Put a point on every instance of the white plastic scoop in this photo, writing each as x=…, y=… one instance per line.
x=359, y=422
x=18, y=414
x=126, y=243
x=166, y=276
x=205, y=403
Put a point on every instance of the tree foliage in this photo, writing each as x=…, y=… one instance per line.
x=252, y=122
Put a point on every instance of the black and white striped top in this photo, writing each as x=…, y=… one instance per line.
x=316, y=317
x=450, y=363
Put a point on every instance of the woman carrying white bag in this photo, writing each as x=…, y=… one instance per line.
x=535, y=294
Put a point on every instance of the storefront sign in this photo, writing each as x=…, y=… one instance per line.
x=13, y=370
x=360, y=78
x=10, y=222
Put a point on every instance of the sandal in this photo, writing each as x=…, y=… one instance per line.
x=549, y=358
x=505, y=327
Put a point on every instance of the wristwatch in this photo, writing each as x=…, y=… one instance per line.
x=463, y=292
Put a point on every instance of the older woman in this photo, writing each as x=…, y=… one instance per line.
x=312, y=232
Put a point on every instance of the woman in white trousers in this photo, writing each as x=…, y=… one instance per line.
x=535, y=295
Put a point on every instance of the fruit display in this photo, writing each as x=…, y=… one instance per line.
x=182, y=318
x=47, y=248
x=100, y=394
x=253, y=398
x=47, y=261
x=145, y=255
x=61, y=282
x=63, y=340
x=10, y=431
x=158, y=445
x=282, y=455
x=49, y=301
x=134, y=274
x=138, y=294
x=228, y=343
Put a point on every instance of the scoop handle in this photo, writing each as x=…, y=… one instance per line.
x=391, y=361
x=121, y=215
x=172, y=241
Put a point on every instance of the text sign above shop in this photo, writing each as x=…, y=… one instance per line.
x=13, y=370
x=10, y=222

::::

- _Required work_: The lines to return run from the one containing "Put a point on every instance of the scoop" through the last line of the records above. Give them exactly and include nothing more.

- _Task result_:
Put a point on every instance of the scoop handle in this photo, writing each as x=…, y=… one instance per line.
x=391, y=361
x=121, y=215
x=172, y=241
Put a point on every instance of the text sign above shop in this photo, writing each as x=…, y=… one instance per line.
x=13, y=370
x=10, y=222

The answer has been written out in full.